— KETENTUAN TUGAS —
A - Di mana acara debat yang dibuat BEM FH Untirta diselenggarakan, menurut catatan kegiatan di Untirta dan Lontar?
B - Sebutkan semua nama orang yang disebut dalam catatan kegiatan di Untirta dan Lontar.
C - Teruskan catatan kegiatan di Untirta dan Lontar mulai dari sesudah kalimat terakhirnya.

— KUTIPAN PILIHAN —
%%
Bem FH Untirta bikin acara yang agak berbeda. Debat model debat publik di TV One. Acaranya di Puncak Cipanas. Saya didaulat berdebat dengan Pak Danial. Acaranya seru, saya dan Pak Danial mendesain dari awal acara ini agar mahasiswa belajar bicara, berargumen dan mempertahankan pendapat. Sayang di akhir acara seorang dosen muda nimbrung karena tak mengetahui konsep kami, jadi endingnya kurang paripurna. Tapi ini menarik, kalau desainnya debat, maka jangan pasangkan saya dengan seorang yang sudah akrab/dekat/ tidak egaliter, karena percayalah, saya pasti mengalah.

Penyuluhan di Lontar Pontang.


Penyuluhan di Lontar, Pontang, Serang. Presentatornya adalah Bu Nuryati tentang Trafficking, saya dan Pak Rid tentang KdRT. Desa ini dulu punya masalah dengan pengerukan pasir yang dilakukan PT Jet Star yang mengkibatkan abrasi. Saat Taufik Nuriman menjadi Wakil Bupati Serang, ia tak menyetujui pengerukan itu dan berseberangan dengan Bupati Serang Bunyamin. Saat kemudian Taufik Nuriman menjadi bupati, banyak rakyat khususnya Lontar yang kecewa karena kebijakannya mulai tak pro rakyat. Pernah ada diskusi di sebuah markas parpol yang saya hadir di dalamnya yang membahas kepemimpinan Taufik Nuriman. Mayoritas dalam diskusi tersebut bersepakat menyenangi Taufik saat jadi wakil bupati karena banyak kebijkannya pro rakyat, tapi tak bagus saat jadi bupati karena mulai tak pro rakyat.

Ifdhal Mapir ke Untirta


Ifdhal Kasim, Ketua Komnasham saat menjadi pembicara dalam Seminar Nasional Kekerasan yang dilakukan Penyidik terhadap Tersangka. Ifdhal sebelumnya adalah aktivis Elsam, alumni FH UII, S2 di Amerika. Ada perbedaan antara saya dengannya dalam memandang Konsep KUHP. But after all, he's a nice person, humble, down to earth. Saya menghormatinya.
%%
— MATERI HASIL EKSTRAKSI —
%%
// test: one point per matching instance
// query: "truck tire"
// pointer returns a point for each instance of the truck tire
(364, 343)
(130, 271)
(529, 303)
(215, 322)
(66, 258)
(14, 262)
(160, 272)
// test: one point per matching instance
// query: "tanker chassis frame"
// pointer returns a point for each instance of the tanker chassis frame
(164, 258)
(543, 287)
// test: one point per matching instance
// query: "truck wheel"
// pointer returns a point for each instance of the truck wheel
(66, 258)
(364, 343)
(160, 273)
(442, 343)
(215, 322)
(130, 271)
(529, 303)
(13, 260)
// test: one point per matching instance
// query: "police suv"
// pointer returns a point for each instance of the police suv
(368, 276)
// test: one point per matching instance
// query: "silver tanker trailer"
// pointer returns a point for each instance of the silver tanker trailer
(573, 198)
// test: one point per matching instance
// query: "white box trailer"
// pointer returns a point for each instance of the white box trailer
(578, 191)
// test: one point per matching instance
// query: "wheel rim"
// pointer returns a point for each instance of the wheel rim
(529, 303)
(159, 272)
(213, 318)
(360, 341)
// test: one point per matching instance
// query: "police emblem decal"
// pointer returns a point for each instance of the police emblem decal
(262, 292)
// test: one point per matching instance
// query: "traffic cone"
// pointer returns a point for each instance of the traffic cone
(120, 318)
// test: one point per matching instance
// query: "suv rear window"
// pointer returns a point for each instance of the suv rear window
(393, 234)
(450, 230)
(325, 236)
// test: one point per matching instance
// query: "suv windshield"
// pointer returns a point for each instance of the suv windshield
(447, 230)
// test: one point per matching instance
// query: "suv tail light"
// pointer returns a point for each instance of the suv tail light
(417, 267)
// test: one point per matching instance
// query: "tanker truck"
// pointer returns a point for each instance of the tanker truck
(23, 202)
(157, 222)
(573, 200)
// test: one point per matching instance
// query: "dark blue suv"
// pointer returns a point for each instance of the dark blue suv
%%
— JAWABAN LATIHAN —
A - Di Puncak Cipanas.

B - Pak Danial, Bu Nuryati, Pak Rid, Taufik Nuriman, Bunyamin, Ifdhal Kasim

C -
Penyuluhan Hukum Pidana di Baros


Bu Yusnanik jadi pembimbing KKM mahasiswa di Baros yang kemudian mengadakan penyuluhan. Penyuluhnya tiga orang: Bu Yusnanik tentang Kriminologi, Pak Ridwan tentang Hukum Pidana, saya tentang Hukum Acara Pidana. Mari pertemukan das sein dan das sollen di Baros, Serang. Dan pertanyaan tentang bacokan, hingga kambing makan tanaman yang ingin dipidanakan pun bermunculan. Tapi apakah kambing subjek hukum?

Penyuluhan KdRT di Tirtayasa


Penyuluhan KdRT di Tirtayasa, Serang Banten. Presentatornya saya dan Bu Yusnanik, warga antusias, alhamdulillah. Dari pertanyaan yang dilontarkan, saya tahu banyak KdRT yang dialami warga.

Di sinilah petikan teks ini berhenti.